§ WHAT THE TASK ASKS:
Retype the tail of the data exactly, starting at the line containing "Target: green vegetation" and stopping at the last line.
++++++
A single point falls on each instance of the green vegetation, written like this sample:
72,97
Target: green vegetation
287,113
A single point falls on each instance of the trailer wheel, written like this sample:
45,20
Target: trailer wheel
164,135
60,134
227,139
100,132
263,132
++++++
§ RESPONSE TO THE TASK:
Target: green vegetation
287,113
A single point falls on each instance of the trailer wheel, written like this sample:
45,20
Target: trailer wheel
164,135
60,134
227,139
100,132
263,132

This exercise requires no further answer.